**Goal of the exercise:** How many of the lines below contain the word "roof"? Reply with the number alone.

******

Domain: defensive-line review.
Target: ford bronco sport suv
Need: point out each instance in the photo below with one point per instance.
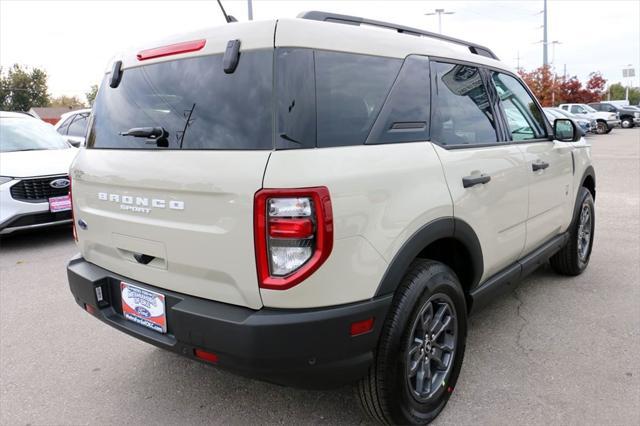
(315, 204)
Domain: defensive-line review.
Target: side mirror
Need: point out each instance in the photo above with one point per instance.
(76, 141)
(565, 130)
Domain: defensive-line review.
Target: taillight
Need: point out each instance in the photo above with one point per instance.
(73, 216)
(171, 49)
(293, 234)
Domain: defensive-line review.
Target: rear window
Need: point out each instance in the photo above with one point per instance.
(193, 101)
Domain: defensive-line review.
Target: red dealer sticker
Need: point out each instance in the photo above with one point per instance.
(143, 307)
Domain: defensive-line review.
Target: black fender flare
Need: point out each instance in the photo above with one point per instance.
(588, 172)
(447, 227)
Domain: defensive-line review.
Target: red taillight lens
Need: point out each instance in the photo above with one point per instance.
(293, 234)
(172, 49)
(73, 216)
(290, 228)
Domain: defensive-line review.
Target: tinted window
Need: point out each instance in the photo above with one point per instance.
(193, 100)
(296, 94)
(28, 134)
(524, 118)
(461, 113)
(350, 90)
(405, 114)
(79, 126)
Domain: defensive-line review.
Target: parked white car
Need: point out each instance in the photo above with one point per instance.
(34, 167)
(605, 121)
(73, 126)
(313, 203)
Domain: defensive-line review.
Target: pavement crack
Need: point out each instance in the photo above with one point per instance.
(525, 322)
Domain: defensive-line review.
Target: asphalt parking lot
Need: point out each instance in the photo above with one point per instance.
(557, 350)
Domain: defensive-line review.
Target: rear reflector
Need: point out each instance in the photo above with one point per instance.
(171, 49)
(205, 356)
(361, 327)
(92, 310)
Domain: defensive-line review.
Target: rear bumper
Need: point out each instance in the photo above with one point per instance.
(308, 348)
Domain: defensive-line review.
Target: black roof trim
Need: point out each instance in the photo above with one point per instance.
(357, 21)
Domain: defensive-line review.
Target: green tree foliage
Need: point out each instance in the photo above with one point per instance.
(91, 94)
(22, 88)
(617, 92)
(72, 102)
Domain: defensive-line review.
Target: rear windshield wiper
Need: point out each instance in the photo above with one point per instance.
(157, 134)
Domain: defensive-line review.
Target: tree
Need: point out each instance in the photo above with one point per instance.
(21, 88)
(72, 102)
(91, 94)
(551, 90)
(543, 84)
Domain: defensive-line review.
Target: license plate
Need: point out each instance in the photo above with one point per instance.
(143, 307)
(59, 204)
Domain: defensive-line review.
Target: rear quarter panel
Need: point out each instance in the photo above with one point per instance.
(381, 195)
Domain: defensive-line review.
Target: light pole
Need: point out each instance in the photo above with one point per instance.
(439, 12)
(553, 51)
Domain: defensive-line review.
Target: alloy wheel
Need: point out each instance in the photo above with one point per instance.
(432, 347)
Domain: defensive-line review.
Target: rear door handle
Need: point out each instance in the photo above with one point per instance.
(469, 181)
(539, 165)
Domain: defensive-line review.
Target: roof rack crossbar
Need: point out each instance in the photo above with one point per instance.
(357, 21)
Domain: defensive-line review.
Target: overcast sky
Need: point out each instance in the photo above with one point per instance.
(73, 40)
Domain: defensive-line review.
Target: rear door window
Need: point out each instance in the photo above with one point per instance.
(193, 100)
(523, 115)
(461, 113)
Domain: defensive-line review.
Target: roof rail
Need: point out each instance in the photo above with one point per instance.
(357, 21)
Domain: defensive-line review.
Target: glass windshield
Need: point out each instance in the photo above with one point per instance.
(188, 104)
(28, 134)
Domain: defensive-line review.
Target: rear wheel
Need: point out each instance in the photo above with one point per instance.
(421, 348)
(574, 256)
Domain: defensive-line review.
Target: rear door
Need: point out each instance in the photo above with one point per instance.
(549, 162)
(487, 178)
(174, 208)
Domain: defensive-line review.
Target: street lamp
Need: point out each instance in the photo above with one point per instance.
(439, 12)
(553, 51)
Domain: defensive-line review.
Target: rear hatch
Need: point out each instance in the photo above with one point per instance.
(174, 208)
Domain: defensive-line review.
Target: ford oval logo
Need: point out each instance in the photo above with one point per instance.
(59, 183)
(143, 312)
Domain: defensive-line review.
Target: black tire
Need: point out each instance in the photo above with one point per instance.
(387, 393)
(574, 257)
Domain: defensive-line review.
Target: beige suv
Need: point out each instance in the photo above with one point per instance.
(315, 204)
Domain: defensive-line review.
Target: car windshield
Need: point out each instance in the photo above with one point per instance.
(564, 113)
(28, 134)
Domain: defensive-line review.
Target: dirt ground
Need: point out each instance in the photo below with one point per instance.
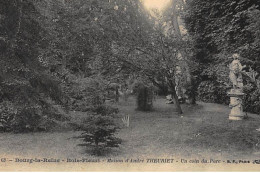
(203, 131)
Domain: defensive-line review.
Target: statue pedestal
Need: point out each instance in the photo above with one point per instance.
(236, 104)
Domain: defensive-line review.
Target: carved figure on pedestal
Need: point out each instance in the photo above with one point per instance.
(235, 74)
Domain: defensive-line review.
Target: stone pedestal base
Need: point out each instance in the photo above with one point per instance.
(236, 96)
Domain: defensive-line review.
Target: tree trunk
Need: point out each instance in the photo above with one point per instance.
(184, 55)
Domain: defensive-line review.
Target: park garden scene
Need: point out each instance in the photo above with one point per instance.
(130, 78)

******

**Worked solution:** 3